------ DATA EXTRACT

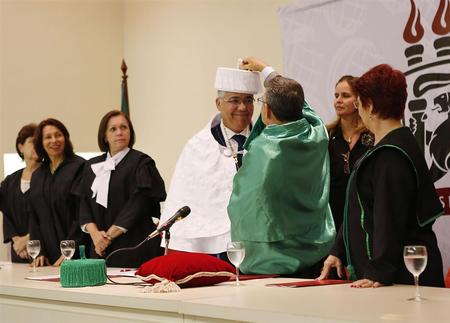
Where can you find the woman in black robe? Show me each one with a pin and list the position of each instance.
(391, 200)
(349, 140)
(53, 205)
(14, 196)
(120, 192)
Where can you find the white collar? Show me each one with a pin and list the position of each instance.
(119, 156)
(102, 171)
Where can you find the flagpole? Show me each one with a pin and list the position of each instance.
(125, 104)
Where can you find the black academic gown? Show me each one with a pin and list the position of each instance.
(13, 204)
(54, 207)
(391, 202)
(135, 191)
(337, 147)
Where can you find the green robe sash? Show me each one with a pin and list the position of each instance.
(279, 205)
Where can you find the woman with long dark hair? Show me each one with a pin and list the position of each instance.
(120, 193)
(391, 200)
(14, 196)
(54, 206)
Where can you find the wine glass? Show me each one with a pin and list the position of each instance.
(67, 248)
(415, 260)
(33, 249)
(236, 254)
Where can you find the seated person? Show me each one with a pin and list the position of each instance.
(205, 169)
(279, 204)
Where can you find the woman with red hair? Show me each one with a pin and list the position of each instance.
(390, 200)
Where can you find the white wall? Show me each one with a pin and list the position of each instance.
(173, 49)
(61, 58)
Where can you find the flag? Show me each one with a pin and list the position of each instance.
(125, 105)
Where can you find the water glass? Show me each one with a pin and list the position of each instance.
(33, 249)
(67, 248)
(415, 258)
(236, 254)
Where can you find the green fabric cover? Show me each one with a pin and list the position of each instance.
(279, 205)
(83, 272)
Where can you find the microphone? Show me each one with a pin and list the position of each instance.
(179, 215)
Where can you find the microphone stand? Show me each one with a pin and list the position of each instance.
(167, 240)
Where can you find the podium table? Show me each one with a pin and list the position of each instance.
(23, 300)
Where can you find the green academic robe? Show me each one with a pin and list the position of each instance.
(279, 205)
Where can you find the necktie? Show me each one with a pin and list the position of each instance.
(240, 139)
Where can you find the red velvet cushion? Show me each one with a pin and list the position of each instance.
(186, 269)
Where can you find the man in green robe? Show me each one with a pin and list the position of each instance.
(279, 204)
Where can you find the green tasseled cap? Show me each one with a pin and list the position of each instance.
(83, 272)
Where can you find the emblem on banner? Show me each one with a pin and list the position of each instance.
(428, 75)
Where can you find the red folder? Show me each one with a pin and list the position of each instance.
(308, 283)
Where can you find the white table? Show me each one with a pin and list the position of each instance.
(24, 300)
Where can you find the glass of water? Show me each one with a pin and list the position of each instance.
(236, 254)
(33, 249)
(67, 248)
(415, 260)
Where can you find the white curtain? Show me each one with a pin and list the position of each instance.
(324, 40)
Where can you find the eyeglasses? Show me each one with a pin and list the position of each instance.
(237, 101)
(261, 99)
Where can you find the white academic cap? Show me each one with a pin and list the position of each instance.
(236, 80)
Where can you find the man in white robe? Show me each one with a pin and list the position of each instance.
(203, 176)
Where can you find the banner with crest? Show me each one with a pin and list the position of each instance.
(324, 40)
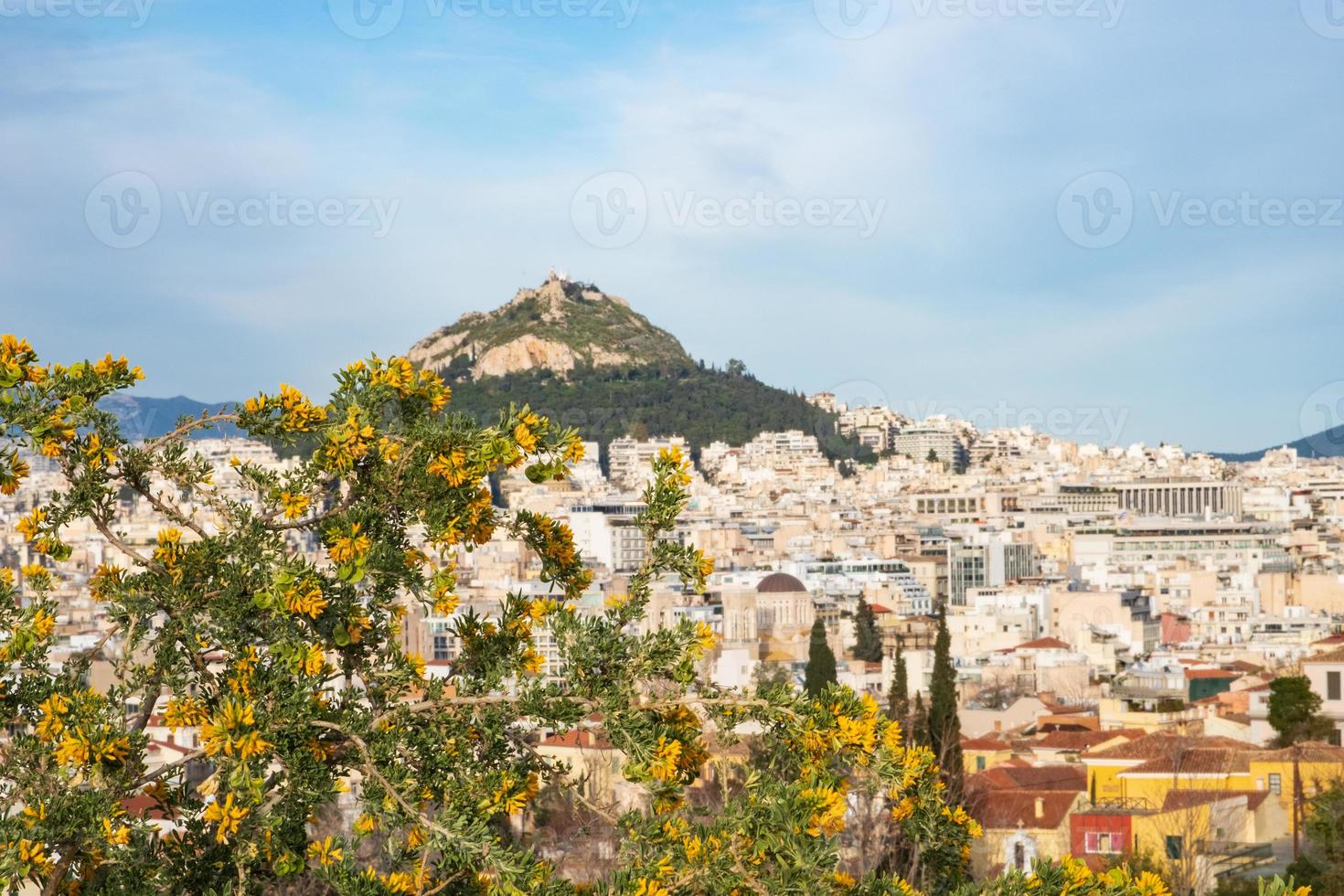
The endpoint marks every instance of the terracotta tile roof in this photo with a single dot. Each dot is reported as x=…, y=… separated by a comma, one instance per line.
x=1329, y=656
x=578, y=738
x=1197, y=762
x=1158, y=746
x=1018, y=809
x=1069, y=778
x=1189, y=798
x=1080, y=741
x=1040, y=644
x=1310, y=752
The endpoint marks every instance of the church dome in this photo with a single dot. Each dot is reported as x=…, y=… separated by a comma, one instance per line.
x=780, y=583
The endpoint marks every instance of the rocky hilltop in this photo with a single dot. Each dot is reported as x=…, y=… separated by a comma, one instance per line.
x=558, y=326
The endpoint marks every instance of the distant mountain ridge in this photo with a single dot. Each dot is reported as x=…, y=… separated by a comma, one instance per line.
x=148, y=418
x=562, y=325
x=589, y=360
x=583, y=357
x=1321, y=445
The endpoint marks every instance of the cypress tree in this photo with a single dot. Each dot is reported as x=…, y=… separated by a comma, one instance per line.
x=821, y=663
x=918, y=723
x=867, y=638
x=898, y=695
x=944, y=721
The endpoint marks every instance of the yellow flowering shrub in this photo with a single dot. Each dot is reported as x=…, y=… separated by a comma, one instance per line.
x=289, y=666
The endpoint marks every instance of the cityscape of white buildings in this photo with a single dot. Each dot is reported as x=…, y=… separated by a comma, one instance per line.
x=1129, y=587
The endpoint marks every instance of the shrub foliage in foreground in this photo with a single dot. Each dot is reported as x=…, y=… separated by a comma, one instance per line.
x=293, y=670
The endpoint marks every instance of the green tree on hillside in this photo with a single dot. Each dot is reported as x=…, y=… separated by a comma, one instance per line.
x=1321, y=863
x=898, y=695
x=867, y=638
x=821, y=661
x=1295, y=712
x=944, y=719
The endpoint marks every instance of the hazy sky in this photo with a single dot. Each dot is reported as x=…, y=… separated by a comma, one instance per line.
x=1113, y=219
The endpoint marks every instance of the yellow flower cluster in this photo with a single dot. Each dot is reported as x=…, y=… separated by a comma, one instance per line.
x=28, y=853
x=305, y=600
x=106, y=578
x=97, y=454
x=512, y=795
x=312, y=661
x=185, y=712
x=680, y=475
x=229, y=732
x=828, y=810
x=398, y=374
x=475, y=524
x=168, y=552
x=30, y=524
x=296, y=412
x=240, y=683
x=294, y=504
x=453, y=468
x=80, y=747
x=114, y=836
x=228, y=816
x=348, y=443
x=705, y=637
x=325, y=852
x=348, y=547
x=667, y=756
x=17, y=361
x=54, y=709
x=12, y=477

------------

**THE REQUEST:** Could you quote, exactly as they appear, the line containing "The endpoint marks every instance of the church" and every line after it to the end of the records above?

**CORRECT RESPONSE:**
The endpoint marks every instance of the church dome in this photo with a single dot. Each dot is reported as x=…, y=… separated by a comma, one instance per line.
x=780, y=583
The endpoint marks every instance of the rocky hilltop in this photo with a single dot. Each dot is reported as x=…, y=… separated by a comma, one instance per line.
x=558, y=326
The endpoint marks every instance of the distant mountain ridge in this photo with a single dot. Each dot is reported as x=…, y=… separated by a comma, one instance per line.
x=148, y=418
x=562, y=325
x=589, y=360
x=583, y=357
x=1321, y=445
The endpoint marks every instance of the cypress tree in this photo with a single dot. Each dot is reported as x=…, y=… separated by a comma, one instance per line.
x=821, y=663
x=918, y=723
x=867, y=638
x=898, y=695
x=944, y=721
The endpoint marks every instance of the yellow flowering shrub in this photo with a single dot. Each dot is reported as x=…, y=… separated by a comma, one instance per line.
x=289, y=666
The endpoint marks every instance of the cityscape of white buildings in this photo with a single dot. Each dot is reported as x=…, y=… separated by a comma, one instance per line.
x=1129, y=587
The endpoint marks every instance of the shrub foliage in foreground in this photo with a single dot. Each dot is reported as x=…, y=… separated by a comma, one instance per line.
x=293, y=670
The endpoint marks every instance of the green tree on hillside in this photo with a single dot. Each dot is reported as x=…, y=… separated by a comma, one instance per line.
x=1321, y=863
x=898, y=695
x=867, y=638
x=821, y=661
x=1295, y=712
x=944, y=719
The endpoint marks every instance of the hazy sky in this photo with a single dot. Each dot is reported as x=…, y=… separated by a comma, one instance per line.
x=1113, y=219
The endpoint marks every instance of the yellow flower cluster in this photo with a single dot. Each dot is reported as x=…, y=… separated by a comma, one instance per line.
x=28, y=853
x=305, y=600
x=106, y=578
x=97, y=454
x=512, y=795
x=312, y=661
x=185, y=712
x=680, y=475
x=229, y=732
x=828, y=810
x=398, y=374
x=475, y=524
x=168, y=552
x=30, y=524
x=296, y=412
x=240, y=683
x=294, y=504
x=453, y=468
x=80, y=747
x=114, y=836
x=228, y=816
x=348, y=443
x=705, y=637
x=325, y=852
x=348, y=547
x=667, y=756
x=17, y=361
x=54, y=709
x=12, y=477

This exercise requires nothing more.